** What to produce **
Repeat the entire listing exactly as written.
◆ ◆ ◆ ◆
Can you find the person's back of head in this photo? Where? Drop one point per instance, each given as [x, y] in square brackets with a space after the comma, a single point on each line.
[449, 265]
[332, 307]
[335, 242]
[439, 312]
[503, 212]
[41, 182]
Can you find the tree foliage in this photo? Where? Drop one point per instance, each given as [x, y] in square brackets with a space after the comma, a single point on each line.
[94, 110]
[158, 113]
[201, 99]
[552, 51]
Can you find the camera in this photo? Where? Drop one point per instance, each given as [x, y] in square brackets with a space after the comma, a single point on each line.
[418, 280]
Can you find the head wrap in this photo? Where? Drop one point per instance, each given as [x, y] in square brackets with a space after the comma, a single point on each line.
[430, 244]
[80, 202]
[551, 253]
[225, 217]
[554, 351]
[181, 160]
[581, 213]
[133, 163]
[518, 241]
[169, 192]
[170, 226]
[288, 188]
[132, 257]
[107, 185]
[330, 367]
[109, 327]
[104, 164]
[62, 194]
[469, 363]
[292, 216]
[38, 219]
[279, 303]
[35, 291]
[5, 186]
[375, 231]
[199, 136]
◆ ◆ ◆ ◆
** Correct response **
Can you find the person's back of head in this photo? Where? Drop one point per instance, each given as [x, y] in square brackets with a space after the comma, a single point on each line.
[449, 265]
[332, 307]
[335, 242]
[439, 312]
[503, 212]
[41, 182]
Can you find the tree foliage in this photo? Where? Drop one point per instance, each given as [x, y] in square brackets with a space after the comma, a single point on each line.
[94, 110]
[158, 113]
[201, 99]
[552, 51]
Can you find the camera in this photo? Where? Drop one point per instance, each given as [x, y] in square brackets with a space after the comma, a single point on each line.
[418, 280]
Can you find the head wrap in this photo? Where? Drop one point per instance, each given as [x, y] in square brackets with a space after the comma, a single point on each line.
[430, 244]
[80, 202]
[551, 253]
[225, 217]
[554, 351]
[181, 160]
[581, 213]
[133, 163]
[518, 241]
[169, 192]
[170, 226]
[288, 188]
[132, 257]
[107, 185]
[330, 367]
[109, 327]
[104, 164]
[62, 194]
[469, 363]
[292, 216]
[38, 219]
[279, 303]
[35, 291]
[5, 186]
[375, 231]
[199, 136]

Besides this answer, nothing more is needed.